Problem: Report each line of the data that contains the string "instance".

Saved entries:

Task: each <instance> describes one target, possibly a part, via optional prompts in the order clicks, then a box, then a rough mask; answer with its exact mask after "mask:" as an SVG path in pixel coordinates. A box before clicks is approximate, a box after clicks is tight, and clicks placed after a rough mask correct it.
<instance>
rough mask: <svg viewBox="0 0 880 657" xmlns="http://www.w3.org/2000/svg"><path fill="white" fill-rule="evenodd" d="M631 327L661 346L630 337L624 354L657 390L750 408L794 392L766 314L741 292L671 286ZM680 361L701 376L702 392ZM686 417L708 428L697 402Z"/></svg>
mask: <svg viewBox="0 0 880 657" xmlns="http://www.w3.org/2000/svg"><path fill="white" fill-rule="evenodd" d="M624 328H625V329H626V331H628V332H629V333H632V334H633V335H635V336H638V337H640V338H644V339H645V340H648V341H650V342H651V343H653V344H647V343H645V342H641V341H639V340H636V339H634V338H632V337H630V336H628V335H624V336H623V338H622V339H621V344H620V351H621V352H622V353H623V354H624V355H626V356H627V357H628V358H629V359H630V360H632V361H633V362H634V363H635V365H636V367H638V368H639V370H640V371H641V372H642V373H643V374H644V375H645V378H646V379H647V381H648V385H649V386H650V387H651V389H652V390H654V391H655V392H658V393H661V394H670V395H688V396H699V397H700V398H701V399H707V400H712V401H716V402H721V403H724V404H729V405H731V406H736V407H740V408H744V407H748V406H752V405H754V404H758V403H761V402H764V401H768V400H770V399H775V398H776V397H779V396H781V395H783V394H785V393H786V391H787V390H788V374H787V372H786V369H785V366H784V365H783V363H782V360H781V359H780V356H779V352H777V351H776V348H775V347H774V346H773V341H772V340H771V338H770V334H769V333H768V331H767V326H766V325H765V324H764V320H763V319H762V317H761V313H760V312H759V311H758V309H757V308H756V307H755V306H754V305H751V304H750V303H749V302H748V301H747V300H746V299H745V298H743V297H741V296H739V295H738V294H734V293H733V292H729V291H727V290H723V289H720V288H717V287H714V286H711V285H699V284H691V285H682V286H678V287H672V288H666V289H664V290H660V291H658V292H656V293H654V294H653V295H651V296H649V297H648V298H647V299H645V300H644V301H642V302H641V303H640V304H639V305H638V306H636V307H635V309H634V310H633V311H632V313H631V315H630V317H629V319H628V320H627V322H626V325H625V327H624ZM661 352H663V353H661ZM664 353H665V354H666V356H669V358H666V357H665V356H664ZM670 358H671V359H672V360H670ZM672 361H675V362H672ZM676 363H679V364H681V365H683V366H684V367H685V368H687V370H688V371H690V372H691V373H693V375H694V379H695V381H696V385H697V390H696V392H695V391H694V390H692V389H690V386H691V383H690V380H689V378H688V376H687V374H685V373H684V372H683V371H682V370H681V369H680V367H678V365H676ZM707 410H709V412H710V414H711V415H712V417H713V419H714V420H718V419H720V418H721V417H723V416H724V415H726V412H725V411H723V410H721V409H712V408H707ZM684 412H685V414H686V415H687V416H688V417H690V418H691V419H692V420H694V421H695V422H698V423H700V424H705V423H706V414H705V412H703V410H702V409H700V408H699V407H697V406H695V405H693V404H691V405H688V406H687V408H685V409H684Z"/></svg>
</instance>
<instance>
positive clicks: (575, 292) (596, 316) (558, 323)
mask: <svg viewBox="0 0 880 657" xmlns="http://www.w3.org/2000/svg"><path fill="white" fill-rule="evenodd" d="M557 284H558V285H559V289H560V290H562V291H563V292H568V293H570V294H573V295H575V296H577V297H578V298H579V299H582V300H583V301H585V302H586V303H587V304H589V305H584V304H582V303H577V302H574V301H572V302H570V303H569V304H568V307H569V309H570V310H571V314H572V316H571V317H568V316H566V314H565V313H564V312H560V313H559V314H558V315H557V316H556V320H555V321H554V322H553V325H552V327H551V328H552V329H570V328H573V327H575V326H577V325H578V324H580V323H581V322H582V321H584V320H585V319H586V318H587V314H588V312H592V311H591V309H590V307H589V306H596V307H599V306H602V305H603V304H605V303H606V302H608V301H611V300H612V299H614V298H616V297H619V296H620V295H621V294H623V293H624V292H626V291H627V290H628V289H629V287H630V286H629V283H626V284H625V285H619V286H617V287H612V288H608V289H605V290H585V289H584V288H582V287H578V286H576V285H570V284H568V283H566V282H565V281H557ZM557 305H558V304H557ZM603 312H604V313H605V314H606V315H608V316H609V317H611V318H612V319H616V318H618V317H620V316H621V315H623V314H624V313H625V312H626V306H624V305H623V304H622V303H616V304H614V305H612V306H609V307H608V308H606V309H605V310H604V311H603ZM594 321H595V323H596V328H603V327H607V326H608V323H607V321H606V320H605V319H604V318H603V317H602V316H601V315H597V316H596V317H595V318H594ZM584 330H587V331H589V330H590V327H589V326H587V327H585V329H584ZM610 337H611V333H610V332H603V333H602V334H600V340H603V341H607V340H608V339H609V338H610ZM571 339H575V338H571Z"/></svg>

Exercise solution:
Task: each <instance> describes one target, possibly a part, via optional prompts in the order clicks, then a box, then a rough mask; answer with its exact mask after "mask:" as an SVG path in pixel coordinates. A box before clicks is approximate, a box after clicks is tight, and clicks placed after a rough mask correct it.
<instance>
</instance>
<instance>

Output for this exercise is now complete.